===== Data entries
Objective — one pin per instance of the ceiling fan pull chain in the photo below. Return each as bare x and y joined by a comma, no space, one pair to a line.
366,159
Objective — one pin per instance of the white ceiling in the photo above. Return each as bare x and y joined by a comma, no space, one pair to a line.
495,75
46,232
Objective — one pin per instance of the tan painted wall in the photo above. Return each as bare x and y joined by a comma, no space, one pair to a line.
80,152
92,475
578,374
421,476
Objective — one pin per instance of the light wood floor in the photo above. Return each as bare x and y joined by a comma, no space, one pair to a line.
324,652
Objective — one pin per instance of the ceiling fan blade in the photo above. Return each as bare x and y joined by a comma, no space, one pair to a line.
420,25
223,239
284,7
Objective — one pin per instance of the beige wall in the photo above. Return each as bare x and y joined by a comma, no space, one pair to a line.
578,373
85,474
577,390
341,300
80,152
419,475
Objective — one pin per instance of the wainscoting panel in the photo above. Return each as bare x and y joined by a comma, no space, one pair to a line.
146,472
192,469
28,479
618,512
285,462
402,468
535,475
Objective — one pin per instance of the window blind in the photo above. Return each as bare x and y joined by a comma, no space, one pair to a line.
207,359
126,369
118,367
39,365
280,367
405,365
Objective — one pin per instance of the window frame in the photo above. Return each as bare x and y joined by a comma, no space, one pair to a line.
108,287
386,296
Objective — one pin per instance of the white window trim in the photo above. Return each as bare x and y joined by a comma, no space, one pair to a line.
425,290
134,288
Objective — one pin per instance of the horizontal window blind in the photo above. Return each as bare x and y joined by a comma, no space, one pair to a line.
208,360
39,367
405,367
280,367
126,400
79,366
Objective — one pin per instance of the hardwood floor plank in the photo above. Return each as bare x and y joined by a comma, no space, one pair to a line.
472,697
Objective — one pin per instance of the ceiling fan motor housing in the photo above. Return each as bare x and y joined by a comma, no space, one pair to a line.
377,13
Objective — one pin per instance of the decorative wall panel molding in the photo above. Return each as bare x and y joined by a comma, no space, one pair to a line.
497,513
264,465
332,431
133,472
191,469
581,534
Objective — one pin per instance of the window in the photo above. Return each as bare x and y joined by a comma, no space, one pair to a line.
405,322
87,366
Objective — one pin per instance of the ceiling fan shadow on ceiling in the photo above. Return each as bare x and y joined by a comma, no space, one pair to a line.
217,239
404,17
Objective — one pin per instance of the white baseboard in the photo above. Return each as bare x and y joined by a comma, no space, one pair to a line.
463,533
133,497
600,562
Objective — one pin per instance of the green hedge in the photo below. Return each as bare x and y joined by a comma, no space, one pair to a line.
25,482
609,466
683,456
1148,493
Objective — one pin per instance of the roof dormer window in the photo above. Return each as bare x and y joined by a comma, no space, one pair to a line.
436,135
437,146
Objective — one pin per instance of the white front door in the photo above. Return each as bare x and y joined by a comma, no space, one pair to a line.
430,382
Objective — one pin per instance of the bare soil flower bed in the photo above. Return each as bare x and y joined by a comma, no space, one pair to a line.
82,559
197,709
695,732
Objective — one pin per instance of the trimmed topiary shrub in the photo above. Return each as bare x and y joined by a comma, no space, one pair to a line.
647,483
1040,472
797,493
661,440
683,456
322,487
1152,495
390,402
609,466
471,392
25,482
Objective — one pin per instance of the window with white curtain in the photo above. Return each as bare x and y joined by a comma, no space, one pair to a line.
==========
> **Stated exercise**
Rewrite all of the material above, substituting "Goal" for every occurrence of "Objective" and leaving everything else untouched.

> **Answer in full**
Goal — one pin per instance of the ceiling fan pull chain in the photo below. Return each as bare x and y joined by a comma, no space, one pair to a line.
366,159
Goal — one pin per instance of the white ceiling in the photo above. Return each as bare x and y joined by a comma, no space, one pair to a line.
495,75
46,232
Goal — one pin per instance of the tan painted wall in the photo above. Return each as bare x and y joined by a comma, no space, one pair to a line.
80,152
92,475
578,374
421,476
Goal — one pin per instance of the light wood floor in the photo above. Return each as bare x and y joined by a comma, no space, one pair to a line.
324,652
Goal — one pin per instance of the ceiling fan blade in the photo above. Return each as bare x and y joined by a comma, no space, one pair to a line.
420,25
223,239
284,7
Goal — one pin per instance of the beige wall in the photo above. Return each as bare x and y joined by a comma, no space, one pair to a line.
578,373
85,474
577,390
341,300
80,152
419,475
Goal — one pin per instance of the wainscoting panel in the photo above. Return each as bare x and y joined by a comma, no space, one pair to a line.
146,472
192,469
28,479
618,512
285,462
402,468
535,475
Goal — one pin per instance of the window blind in the photo above. Return each as bare x and y joined by a comma, no space, one pair to a line.
207,359
126,369
118,367
39,365
280,367
405,365
Goal — one pin per instance of the window frame in the photo above. Return each as bare x and y joined by a comma, no space, one pair to a line.
108,287
386,296
Goal — one pin per instance of the white window trim in the photo above. Return each as bare x and y joined by a comma, no space, one pair to a line.
425,290
134,288
Goal — one pin per instance of the horizontal window blind in the photo above. Return each as bare x and y joined by a comma, no space, one pair to a line.
208,360
39,367
405,367
280,367
126,400
79,366
Goal — one pin per instance of the hardwood floor plank in the photo above. Return each as bare x and y joined by a comma, no space, one pair to a line.
472,697
Goal — one pin per instance of the ceiling fan motor housing in the photo above. Return each as bare x and y joined by a comma, no space, one pair to a line.
377,13
Goal — one pin per instance of the decorative wall panel molding in the photo above. Return each as bare x and y joined by a comma, no space, one pair to a line.
497,513
264,465
332,431
133,472
191,469
581,534
Goal — one pin per instance of the window in the photo above. Return each as bare x and y joined by a comma, no space, one pair to a line.
405,322
87,366
Goal — one pin per instance of the ceiling fan shadow on ceiling in the photo above. Return each as bare x and y joined by a comma, no space, one pair to a line.
217,239
404,17
Goal — one pin per instance of the white baseboard in the photo above. Return each as bare x and y joined by a comma, no space, one pair to a line.
463,533
133,497
600,562
Goal — one pin per instance of the green hedge in the photo below. Return each as bare x and y joined by a comma, no space, one pair to a line.
25,482
609,466
683,456
1148,493
Goal — one pin per instance of the roof dormer window in the photo above. Return each as bare x and y joined by a comma, no space, one pair to a line.
436,135
437,146
Goal — one pin per instance of the white front door in the photo above. Return each as bare x and y joined by a comma, no space, one pair to a line.
430,382
Goal — one pin per instance of the bare soil flower bed in the photo above. Return each as bare x and y joined by a comma, no space, one pair to a line.
82,559
197,709
695,732
Goal — one pin per instance of the trimmed topiary shrub in the photo above. Return each as bare x and y joined by a comma, no space, one pair to a line.
647,483
1040,472
797,493
661,440
683,456
322,487
1152,495
390,402
609,466
471,392
25,482
Goal — one pin per instance of the window with white curtain in the photo above. Return each as bare x and y joined by a comma, no space, one pair to a line.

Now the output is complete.